Location labeling records

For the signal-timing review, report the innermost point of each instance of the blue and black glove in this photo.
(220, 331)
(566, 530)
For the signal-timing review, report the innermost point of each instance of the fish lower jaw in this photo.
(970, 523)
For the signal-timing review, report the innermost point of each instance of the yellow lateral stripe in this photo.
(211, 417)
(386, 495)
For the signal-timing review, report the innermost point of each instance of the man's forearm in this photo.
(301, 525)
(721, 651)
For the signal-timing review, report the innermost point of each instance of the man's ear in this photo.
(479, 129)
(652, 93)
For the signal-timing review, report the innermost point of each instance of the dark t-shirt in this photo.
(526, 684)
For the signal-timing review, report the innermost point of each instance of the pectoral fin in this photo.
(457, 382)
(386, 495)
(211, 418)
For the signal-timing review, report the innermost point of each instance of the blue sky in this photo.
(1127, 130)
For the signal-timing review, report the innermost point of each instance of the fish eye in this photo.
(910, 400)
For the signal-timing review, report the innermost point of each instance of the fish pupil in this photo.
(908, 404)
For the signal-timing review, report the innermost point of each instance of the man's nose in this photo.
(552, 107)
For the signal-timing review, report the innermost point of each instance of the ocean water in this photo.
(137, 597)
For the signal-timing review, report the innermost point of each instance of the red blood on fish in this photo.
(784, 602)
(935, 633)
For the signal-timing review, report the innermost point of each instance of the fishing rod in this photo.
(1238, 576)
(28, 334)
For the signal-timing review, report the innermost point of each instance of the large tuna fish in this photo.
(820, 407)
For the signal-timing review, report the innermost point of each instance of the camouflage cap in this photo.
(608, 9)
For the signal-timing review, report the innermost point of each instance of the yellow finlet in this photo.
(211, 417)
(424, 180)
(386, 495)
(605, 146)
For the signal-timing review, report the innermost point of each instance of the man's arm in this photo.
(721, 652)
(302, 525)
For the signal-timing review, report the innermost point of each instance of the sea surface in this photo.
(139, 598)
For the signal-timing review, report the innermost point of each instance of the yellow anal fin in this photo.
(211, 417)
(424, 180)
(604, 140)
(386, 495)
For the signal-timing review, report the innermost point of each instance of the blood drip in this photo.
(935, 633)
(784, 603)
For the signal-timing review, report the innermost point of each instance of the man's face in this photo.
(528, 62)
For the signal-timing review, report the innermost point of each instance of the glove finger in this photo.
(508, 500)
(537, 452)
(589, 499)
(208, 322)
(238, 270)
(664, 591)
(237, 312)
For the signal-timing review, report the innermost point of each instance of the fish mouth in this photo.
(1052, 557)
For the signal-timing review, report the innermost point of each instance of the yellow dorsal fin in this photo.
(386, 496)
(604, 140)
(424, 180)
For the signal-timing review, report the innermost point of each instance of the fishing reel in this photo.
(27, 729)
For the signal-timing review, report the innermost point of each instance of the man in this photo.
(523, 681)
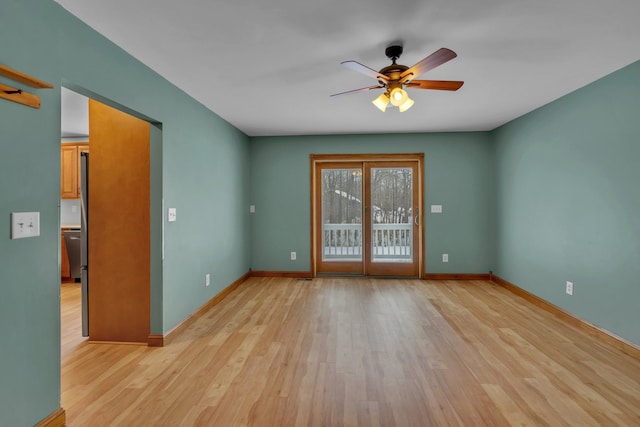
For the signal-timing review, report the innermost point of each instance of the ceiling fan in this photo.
(395, 77)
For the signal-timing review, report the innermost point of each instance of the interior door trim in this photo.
(315, 159)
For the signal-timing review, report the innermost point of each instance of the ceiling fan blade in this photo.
(435, 84)
(356, 66)
(364, 89)
(437, 58)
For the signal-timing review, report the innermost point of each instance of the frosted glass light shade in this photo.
(398, 97)
(381, 102)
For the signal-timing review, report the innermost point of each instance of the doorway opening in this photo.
(123, 214)
(367, 214)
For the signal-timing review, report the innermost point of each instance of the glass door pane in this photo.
(342, 215)
(392, 215)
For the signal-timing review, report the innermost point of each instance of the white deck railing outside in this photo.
(343, 242)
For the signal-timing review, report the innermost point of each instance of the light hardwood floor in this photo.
(354, 352)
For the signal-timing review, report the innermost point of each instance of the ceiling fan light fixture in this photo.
(381, 102)
(398, 96)
(406, 105)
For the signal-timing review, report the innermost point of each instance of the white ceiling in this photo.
(269, 66)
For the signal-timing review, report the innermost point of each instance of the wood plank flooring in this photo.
(354, 352)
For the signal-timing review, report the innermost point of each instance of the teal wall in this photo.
(198, 166)
(458, 175)
(568, 202)
(547, 198)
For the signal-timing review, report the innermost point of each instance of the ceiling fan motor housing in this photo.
(393, 52)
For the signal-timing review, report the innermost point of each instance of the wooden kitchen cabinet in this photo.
(70, 169)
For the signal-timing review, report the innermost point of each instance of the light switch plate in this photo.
(25, 224)
(173, 215)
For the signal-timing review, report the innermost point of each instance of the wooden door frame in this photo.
(315, 159)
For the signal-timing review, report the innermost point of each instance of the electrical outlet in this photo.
(25, 224)
(172, 215)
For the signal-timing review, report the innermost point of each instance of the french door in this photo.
(367, 215)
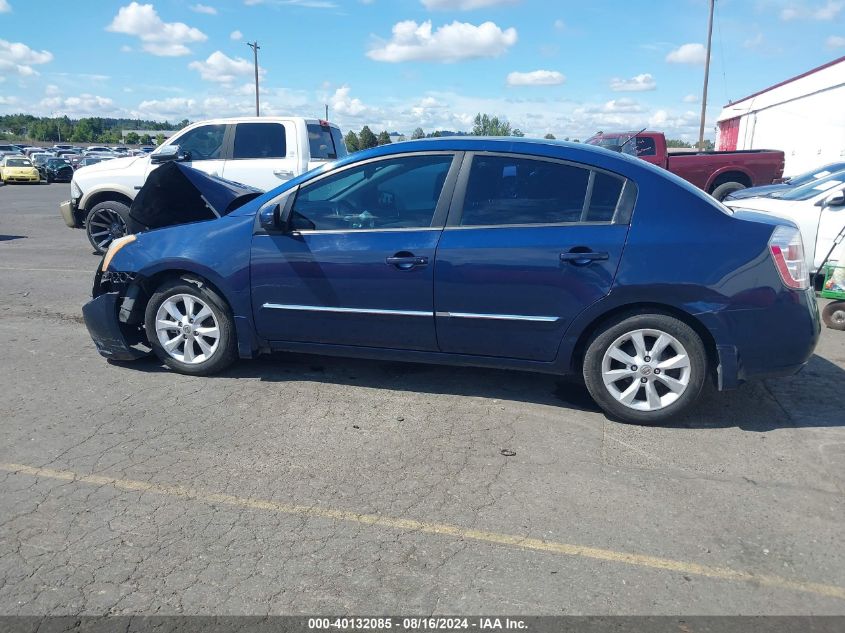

▶ Prompt
State how many lines of the items above contain the word "blood", treating case as significant, and give only the number.

▶ Result for this task
2